-- Excerpted text follows --
Oddly, among the things they trained to do at Harvey Point was practice blowing up buses—Palestinian-terrorist style. “We made a school bus disappear with about twenty pounds of U.S. C-4,” said former CIA officer Robert Baer. “For comparison’s sake, we tried Czech Semtex and a few other foreign plastic explosives. Not that you really need anything fancy. We blew up one bus using three stacks of fertilizer and fuel oil, a mixture called ANFO [ammonium nitrate fuel oil] that did more damage than the C-4 had. The biggest piece left was a part of the chassis, which flew in an arc, hundreds of yards away. . . . We were also taught some of the really esoteric stuff like E-cell timers, improvising pressurized airplane bombs using a condom and aluminum foil, and smuggling a pistol on an airplane concealed in a mixture of epoxy and graphite. By the end of the training, we could have taught an advanced terrorism course.”

Another CIA veteran of The Point during the 1970s was so repulsed by the terrorist bus-bomb training that he quit the agency. One of the exercises involved making a “mini-canon” from a #10 can packed with plastic explosives and then fastening it to the gasoline tank of the bus. “The incendiary projectile would rupture the tank and fling flaming gasoline the length of the bus interior,” he said, “incinerating anyone inside. It was my lot to show the rest of the class how easily it could be done. It worked—my God, how it worked. I stood there watching the flames consume the bus. It was, I guess, the moment of truth. What did a busload of burning people have to do with freedom? What right did I have, in the name of democracy and the CIA, to decide that random victims should die? The intellectual game was over. I had to leave.”

By the 1990s, Carolina’s coastal breezes were carrying fewer and fewer muffled booms and bangs to the 2,000 townspeople of Hertford. And no longer did strangers turn up at the annual “Pig Out on the Green” celebration, where locals covered paper plates with steaming mounds of barbecue pork and runny coleslaw, and listened to southern rock in front of the Perquimans County Courthouse. And The Farm began to more closely resemble a dying religious retreat as the number of new operations officers sent there dropped to a dozen by mid-1995. By then, only eight hundred case officers were left in the field.
-- Excerpted text concluded --
In the excerpt about CIA training at Harvey Point, how much U.S. C-4 was used to make a school bus disappear?
-- Source information follows --
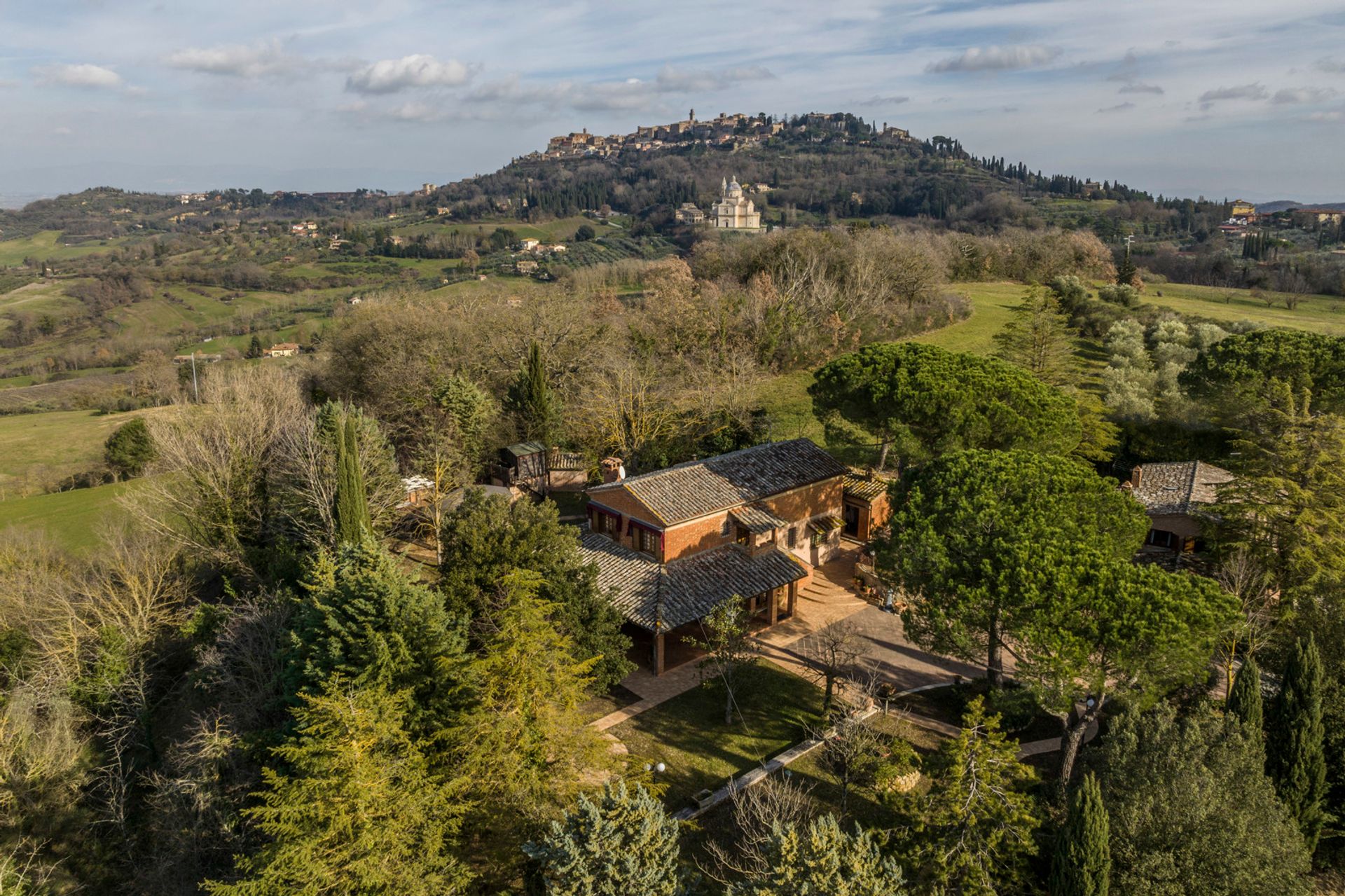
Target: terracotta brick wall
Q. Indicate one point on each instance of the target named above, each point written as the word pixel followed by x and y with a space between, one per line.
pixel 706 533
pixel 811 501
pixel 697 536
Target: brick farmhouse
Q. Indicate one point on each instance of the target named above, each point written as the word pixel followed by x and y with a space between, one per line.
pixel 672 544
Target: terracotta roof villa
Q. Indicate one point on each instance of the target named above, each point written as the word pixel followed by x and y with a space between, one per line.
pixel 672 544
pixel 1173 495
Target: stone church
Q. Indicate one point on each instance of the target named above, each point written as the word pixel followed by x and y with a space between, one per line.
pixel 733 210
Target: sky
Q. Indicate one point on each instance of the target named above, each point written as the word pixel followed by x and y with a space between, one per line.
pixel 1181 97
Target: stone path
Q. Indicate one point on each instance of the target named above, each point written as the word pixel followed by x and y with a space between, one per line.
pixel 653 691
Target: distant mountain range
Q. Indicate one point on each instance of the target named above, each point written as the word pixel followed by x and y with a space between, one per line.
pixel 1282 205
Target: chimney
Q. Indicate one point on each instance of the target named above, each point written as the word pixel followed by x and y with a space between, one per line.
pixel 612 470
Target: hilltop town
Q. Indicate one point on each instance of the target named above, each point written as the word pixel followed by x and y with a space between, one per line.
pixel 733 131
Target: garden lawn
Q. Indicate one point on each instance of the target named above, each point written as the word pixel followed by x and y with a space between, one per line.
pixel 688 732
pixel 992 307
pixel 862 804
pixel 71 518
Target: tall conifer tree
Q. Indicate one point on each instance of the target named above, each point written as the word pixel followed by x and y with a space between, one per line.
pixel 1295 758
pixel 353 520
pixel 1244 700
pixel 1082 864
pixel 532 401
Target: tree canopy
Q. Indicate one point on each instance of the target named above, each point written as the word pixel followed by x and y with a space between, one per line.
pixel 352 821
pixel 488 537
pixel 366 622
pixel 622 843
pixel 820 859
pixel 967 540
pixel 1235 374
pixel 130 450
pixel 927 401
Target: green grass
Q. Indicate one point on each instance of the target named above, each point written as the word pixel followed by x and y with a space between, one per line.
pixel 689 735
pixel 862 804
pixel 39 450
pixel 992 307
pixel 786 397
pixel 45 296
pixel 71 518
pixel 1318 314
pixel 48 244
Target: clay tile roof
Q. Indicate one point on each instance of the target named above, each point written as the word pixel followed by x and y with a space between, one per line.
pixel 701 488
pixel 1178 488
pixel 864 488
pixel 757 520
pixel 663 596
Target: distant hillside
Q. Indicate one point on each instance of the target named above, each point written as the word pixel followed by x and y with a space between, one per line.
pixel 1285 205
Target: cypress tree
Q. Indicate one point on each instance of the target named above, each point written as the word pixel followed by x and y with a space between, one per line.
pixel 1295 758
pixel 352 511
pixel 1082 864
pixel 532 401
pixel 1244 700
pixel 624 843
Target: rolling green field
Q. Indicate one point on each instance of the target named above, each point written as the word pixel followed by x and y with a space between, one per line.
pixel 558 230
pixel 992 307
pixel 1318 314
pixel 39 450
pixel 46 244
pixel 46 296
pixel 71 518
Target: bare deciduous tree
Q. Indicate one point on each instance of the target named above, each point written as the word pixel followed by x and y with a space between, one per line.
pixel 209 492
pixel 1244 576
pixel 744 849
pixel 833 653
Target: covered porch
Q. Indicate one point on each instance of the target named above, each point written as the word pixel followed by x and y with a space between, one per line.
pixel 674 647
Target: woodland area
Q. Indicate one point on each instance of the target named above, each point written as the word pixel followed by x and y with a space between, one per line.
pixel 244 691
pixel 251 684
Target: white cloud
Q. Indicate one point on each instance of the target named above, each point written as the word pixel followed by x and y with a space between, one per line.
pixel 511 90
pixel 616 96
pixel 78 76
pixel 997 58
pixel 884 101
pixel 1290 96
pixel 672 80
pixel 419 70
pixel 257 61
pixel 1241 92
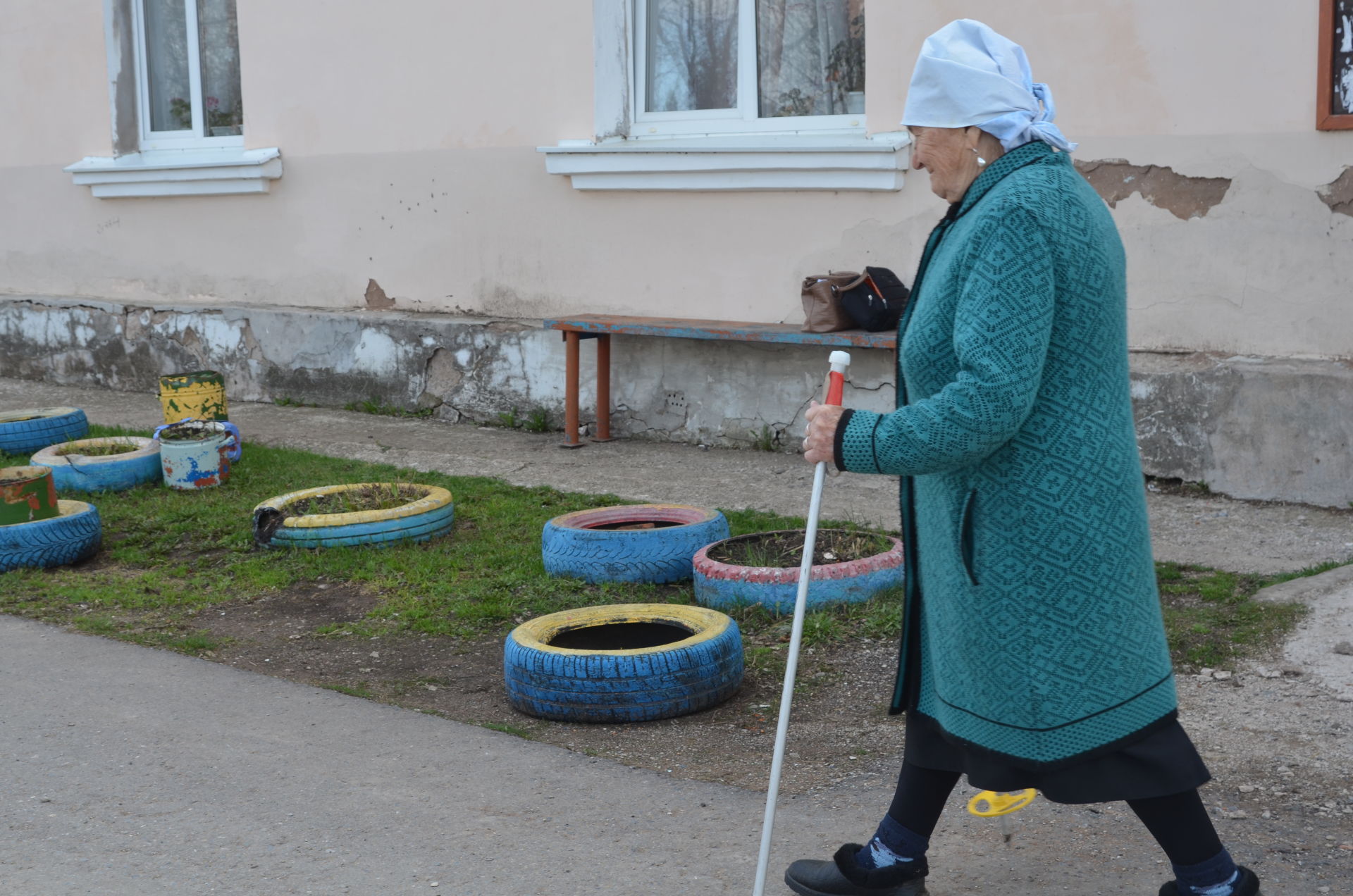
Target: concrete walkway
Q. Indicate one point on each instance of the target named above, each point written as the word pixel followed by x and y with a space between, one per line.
-- Source information concluded --
--- Solution below ---
About twenty pounds.